A week after the earthquake and tsunami, in the midst of the nuclear crisis at Fukushima power plant, we left for vacation, an exotic trip funded almost a year earlier by a little financial windfall.
As it came time to pack we were still glued to video images of destruction nearly beyond comprehension and the possibility of nuclear meltdown hung in precarious balance. We found it decidedly difficult to pull out of the story and head into a week of isolation and relaxation. We were headed to a small island—more of a sandbar, really, 35 miles off the coast of Belize at the point where the atolls of coral fall away to 2000+ feet (610+ meters). It took us two days to get there and two days to get home: we bid the last CNN feed goodbye in the Houston airport, and let go…
It was impossible, upon arriving, to avoid thinking of our vulnerability—the high point of land being about one meter above current sea level. And it was gorgeous… azure waters, amazing fish swimming around coral patch reefs, and lots of athletic opportunities we could practice at whatever level of competence we brought. And, we were completely unplugged: didn’t think about filling seminars, book-sales, or who wants to “friend me” all week! I prayed for the people of Japan, for the people of Libya, for safety to prevail in the world, and surrendered to a week of awesome fun in nature.
The last day of our visit, the camp staff gave everyone a large capacity garbage bag and the challenge to walk around the edges of the island and collect whatever needed picking up. There would be contests for “most useful, most unusual,” etc. As a group of about 20, this meant we filled 20 bags with gifts from the sea—Styrofoam of every shape and size, plastic bags, plastic water bottles, plastic picnic forks, fast-food containers, more plastic water bottles, old running shoes, ruined snorkel gear, fishing line, more plastic bags. Prize for most useful, a condom, still sealed in its packet; prize for most unusual, a front grill for a Honda car. And then what?
What do they do with 20 bags of plastic garbage? Well—they burn it in a tucked away clearing in the midst of the sea grape and coco-palm trees, down near the Osprey nest. They will send the Honda grill back to mainland, where it may be tossed into a landfill—or just into a ditch on the road into Belize City. We’re not talking about high-tech incineration with careful gasification and attempts to neutralize noxious and poisonous off-gases (still a debatable success): we’re talking about a campfire of unsorted chemical formulas, minus the marshmallows, lit when most the guests are off frolicking in kayaks and snorkeling over a nearby reef—grateful that the coral is still alive and the fishes seem healthy.
I loved the week away: and realized—there is no away. We are always “here,” living with the problems we have created for ourselves and our little blue planet.
So, back home, and back on the Internet, I have spent some time this week trying to understand a bit more about the challenges to the use, mis-use, recycling, and attempts to unmake plastic. One good source is the site: pollutionissues.com This site declares that, “More than a hundred billion pounds of plastic were produced in 2000. Their increased use has resulted in concern with (1) the consumption of natural resources such as oil, (2) the toxicity associated with their manufacture and use, and (3) the environmental impact arising from discarded plastics.”

* _WHAT YOU NEED TO DO_:
[A] In the essay about the Belize island trip, how far off the coast of Belize was the island?
[B] Continue the essay on the Belize trip and plastic waste, starting after its final sentence.

(Records in a dataset)
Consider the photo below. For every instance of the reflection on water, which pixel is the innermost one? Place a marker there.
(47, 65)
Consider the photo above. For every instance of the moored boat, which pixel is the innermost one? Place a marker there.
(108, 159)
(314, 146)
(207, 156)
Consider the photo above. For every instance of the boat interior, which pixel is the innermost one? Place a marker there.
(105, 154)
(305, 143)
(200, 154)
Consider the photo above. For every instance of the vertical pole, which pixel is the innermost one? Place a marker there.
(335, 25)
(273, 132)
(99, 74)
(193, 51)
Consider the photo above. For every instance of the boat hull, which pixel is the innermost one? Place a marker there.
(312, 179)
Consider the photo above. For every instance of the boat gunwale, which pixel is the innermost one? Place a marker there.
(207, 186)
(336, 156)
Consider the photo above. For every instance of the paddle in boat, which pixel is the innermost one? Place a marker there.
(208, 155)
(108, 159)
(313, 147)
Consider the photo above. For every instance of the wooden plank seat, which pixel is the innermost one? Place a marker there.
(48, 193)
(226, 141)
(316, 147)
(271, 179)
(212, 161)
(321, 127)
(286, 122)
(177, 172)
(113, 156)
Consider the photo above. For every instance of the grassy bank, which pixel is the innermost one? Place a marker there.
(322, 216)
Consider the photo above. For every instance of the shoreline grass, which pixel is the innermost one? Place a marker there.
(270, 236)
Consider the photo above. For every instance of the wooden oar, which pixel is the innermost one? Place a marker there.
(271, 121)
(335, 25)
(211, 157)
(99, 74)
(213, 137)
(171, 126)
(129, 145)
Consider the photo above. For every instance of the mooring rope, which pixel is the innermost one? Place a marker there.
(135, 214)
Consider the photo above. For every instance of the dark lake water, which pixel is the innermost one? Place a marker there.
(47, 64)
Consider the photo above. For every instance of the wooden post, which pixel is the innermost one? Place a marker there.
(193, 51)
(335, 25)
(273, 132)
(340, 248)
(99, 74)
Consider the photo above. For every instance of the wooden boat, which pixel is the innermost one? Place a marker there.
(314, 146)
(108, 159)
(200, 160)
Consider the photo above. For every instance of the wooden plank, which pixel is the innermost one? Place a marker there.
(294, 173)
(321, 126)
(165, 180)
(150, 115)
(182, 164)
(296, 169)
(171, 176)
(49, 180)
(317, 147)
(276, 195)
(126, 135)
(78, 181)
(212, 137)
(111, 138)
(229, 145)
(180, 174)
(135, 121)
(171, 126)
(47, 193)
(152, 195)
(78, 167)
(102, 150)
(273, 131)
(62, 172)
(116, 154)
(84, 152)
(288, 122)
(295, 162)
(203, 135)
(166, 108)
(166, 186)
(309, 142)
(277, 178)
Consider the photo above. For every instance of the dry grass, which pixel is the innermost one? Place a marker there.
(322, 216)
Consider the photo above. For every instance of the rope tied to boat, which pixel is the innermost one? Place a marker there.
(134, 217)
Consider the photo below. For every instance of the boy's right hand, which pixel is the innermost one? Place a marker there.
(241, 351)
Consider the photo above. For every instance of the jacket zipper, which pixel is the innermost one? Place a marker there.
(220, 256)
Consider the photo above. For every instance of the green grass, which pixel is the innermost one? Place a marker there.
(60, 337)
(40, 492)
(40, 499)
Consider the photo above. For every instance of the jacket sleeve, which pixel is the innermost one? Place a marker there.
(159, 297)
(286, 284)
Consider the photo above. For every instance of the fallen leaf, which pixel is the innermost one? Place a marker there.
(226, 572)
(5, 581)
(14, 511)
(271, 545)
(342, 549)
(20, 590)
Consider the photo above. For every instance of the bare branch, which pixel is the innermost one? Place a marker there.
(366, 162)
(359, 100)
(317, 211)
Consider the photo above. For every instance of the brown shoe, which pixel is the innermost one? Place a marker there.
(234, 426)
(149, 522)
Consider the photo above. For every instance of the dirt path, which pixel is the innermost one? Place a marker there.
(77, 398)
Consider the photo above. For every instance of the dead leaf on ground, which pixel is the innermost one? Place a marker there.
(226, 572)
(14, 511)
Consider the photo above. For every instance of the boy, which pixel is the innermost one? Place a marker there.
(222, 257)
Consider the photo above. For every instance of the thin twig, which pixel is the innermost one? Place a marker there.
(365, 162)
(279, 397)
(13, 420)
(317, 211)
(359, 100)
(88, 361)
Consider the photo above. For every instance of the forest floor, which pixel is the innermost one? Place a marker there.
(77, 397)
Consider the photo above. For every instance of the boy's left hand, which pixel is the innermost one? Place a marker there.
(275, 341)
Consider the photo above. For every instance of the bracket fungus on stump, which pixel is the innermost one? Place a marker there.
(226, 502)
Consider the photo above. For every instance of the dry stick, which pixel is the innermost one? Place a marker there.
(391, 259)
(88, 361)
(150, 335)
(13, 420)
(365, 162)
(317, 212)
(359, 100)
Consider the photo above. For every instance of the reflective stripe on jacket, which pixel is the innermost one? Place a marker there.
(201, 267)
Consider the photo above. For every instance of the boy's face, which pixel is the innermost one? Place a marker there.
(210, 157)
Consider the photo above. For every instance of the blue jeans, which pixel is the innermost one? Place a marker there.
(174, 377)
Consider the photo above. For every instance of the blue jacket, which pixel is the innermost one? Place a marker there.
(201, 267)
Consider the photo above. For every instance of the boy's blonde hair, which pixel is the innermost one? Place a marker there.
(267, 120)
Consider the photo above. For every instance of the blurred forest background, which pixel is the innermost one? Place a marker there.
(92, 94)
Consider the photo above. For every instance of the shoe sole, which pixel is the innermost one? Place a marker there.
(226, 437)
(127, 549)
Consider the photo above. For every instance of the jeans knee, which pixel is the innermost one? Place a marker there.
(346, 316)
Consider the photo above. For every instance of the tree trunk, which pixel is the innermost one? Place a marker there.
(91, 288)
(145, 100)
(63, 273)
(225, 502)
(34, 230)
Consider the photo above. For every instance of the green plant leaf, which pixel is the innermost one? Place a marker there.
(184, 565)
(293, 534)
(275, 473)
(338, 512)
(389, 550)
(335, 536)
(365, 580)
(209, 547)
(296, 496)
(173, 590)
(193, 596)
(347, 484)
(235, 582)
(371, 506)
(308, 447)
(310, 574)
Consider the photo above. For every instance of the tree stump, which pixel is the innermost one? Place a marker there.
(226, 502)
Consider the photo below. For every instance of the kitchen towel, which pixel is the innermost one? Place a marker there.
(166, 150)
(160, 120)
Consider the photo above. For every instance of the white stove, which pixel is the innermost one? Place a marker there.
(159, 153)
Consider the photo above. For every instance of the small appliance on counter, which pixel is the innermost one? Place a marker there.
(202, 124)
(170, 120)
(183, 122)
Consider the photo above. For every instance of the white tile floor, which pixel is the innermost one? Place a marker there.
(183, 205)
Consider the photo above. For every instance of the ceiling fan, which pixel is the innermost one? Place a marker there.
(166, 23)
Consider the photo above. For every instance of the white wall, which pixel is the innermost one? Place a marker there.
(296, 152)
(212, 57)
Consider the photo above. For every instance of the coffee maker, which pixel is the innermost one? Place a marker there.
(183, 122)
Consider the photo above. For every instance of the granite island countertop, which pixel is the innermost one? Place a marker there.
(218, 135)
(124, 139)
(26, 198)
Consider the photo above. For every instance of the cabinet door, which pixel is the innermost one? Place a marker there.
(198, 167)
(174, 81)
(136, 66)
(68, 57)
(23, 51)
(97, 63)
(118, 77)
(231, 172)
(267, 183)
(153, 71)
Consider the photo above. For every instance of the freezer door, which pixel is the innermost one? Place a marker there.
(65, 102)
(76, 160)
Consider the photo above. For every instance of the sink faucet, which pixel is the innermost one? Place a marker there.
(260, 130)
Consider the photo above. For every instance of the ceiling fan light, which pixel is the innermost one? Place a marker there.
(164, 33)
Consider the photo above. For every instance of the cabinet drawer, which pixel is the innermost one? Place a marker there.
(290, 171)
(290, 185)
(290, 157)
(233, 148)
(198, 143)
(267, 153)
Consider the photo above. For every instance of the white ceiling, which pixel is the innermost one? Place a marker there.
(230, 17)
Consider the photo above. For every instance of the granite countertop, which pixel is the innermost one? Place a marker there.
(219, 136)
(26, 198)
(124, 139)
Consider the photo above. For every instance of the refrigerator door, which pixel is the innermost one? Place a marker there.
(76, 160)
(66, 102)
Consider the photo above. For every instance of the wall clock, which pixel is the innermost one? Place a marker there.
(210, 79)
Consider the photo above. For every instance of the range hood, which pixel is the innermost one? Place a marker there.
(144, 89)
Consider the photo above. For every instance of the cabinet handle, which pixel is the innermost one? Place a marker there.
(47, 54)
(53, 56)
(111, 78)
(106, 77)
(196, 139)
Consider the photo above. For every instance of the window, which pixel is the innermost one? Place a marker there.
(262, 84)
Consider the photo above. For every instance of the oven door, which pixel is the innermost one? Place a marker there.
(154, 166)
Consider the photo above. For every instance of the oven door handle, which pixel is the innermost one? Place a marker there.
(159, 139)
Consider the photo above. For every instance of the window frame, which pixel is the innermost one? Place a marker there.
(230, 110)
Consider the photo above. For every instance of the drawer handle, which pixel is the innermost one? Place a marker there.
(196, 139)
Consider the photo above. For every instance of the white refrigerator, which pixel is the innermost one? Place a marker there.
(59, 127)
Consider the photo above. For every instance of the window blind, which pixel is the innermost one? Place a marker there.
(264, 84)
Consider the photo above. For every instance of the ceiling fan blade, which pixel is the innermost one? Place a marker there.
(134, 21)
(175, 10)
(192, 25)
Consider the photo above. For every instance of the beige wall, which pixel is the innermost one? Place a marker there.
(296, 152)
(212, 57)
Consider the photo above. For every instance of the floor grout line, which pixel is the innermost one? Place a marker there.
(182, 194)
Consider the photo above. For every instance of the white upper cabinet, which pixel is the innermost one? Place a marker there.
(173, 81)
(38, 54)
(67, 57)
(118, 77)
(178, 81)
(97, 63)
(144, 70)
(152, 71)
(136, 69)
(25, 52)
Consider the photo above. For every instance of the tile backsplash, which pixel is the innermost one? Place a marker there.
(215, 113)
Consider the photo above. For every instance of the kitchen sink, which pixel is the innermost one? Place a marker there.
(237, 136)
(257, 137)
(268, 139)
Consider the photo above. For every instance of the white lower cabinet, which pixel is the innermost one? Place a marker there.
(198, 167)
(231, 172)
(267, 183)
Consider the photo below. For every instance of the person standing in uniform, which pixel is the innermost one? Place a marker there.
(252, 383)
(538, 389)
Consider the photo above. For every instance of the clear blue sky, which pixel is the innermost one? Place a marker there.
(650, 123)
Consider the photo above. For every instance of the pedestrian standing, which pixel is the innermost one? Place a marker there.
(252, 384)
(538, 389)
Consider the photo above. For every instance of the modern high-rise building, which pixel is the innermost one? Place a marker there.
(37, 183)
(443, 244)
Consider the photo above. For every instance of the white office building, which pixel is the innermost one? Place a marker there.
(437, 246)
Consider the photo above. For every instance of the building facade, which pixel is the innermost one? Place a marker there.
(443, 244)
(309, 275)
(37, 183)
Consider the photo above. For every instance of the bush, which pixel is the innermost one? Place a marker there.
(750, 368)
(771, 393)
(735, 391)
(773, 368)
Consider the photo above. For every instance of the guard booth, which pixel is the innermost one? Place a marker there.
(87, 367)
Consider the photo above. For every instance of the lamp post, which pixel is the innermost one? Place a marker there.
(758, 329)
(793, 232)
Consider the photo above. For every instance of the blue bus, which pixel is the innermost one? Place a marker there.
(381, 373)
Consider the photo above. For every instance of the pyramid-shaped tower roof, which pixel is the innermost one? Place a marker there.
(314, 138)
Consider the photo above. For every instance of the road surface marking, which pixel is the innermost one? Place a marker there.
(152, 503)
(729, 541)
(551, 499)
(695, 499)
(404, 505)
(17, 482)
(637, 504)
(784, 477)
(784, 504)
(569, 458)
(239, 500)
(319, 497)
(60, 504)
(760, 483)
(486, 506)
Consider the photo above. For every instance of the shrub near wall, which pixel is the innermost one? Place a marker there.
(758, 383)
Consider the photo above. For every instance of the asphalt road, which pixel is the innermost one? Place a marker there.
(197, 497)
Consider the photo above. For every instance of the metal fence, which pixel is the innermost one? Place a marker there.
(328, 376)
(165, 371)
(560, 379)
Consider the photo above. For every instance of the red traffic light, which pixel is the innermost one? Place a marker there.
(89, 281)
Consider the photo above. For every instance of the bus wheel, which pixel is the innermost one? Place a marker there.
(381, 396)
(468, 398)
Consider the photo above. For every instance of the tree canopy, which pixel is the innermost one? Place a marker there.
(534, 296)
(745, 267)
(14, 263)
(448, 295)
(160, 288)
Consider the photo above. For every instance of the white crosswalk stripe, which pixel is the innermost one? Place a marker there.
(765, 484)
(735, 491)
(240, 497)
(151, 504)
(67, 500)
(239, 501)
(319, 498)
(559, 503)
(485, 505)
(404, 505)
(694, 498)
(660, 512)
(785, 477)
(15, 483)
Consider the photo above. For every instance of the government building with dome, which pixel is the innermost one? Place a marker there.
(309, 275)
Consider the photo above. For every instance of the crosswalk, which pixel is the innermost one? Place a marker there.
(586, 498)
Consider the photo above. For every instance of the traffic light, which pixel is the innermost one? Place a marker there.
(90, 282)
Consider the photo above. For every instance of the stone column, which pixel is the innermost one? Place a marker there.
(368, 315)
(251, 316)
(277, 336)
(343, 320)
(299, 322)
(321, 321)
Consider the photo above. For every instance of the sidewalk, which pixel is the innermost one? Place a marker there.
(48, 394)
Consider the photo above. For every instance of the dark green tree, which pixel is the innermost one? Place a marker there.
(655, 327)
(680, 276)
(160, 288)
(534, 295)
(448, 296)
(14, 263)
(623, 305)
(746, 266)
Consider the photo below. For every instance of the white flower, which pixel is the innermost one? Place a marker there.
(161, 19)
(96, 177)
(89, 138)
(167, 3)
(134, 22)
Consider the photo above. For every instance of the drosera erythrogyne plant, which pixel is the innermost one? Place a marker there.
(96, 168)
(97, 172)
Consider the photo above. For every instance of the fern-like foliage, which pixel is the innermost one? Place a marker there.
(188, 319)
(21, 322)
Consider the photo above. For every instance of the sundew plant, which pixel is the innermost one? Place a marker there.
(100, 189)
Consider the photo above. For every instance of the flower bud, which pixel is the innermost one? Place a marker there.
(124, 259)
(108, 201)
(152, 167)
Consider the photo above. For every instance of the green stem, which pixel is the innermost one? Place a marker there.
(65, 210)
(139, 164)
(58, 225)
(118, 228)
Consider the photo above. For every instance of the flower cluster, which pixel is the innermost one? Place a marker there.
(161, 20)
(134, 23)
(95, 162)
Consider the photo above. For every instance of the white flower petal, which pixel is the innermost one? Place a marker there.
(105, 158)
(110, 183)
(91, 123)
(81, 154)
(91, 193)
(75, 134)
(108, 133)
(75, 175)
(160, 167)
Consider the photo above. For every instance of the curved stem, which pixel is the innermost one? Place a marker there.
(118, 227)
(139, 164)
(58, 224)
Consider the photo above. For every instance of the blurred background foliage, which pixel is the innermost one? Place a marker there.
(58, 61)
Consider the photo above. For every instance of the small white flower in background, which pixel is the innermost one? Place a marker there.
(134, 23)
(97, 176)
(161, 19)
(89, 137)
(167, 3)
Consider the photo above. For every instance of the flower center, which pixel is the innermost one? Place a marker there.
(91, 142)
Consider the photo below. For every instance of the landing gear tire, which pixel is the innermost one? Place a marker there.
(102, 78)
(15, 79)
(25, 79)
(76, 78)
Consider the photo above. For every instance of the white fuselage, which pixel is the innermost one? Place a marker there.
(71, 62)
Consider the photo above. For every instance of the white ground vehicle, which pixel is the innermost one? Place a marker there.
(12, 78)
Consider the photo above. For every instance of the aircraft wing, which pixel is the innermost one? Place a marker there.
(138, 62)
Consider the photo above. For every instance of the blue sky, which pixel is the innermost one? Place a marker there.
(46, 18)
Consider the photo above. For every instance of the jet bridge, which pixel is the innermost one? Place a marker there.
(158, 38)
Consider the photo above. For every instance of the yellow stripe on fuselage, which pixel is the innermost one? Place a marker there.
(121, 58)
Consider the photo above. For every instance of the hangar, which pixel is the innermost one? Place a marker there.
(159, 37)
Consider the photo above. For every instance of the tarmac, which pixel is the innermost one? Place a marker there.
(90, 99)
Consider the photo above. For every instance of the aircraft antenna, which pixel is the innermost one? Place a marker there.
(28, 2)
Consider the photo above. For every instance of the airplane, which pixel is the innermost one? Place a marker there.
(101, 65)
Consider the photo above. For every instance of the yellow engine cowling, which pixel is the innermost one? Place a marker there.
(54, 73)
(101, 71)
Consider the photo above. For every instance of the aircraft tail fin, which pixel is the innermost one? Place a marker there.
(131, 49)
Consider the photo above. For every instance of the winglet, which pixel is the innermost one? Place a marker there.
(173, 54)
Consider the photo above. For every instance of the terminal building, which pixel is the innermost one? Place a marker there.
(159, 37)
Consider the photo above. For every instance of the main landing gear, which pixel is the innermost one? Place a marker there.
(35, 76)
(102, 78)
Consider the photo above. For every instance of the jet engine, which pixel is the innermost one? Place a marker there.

* _RESULTS_:
[A] 35 miles

[B]
One can presume that this is an annual production amount—enough to make reefs of plastic off the shores of many countries—as well as the floating islands of plastic now viewable from space. Look for plastic heaps on Google Earth—they are everywhere.
The point is: every gesture in our daily lives matters. Everything is connected to everything. The radioactive seawater that was pumped into the reactors to prevent one disaster is now back in the sea where it will create some other kind of disaster. We are facing a huge learning curve concerning the consequences of what we have “made”—plastic, nuclear waste, the ingredients to face cream and over the counter drugs. “Better living through chemistry,” a DuPont corporation advertising slogan from the 1950s, is absolutely embedded in modern life.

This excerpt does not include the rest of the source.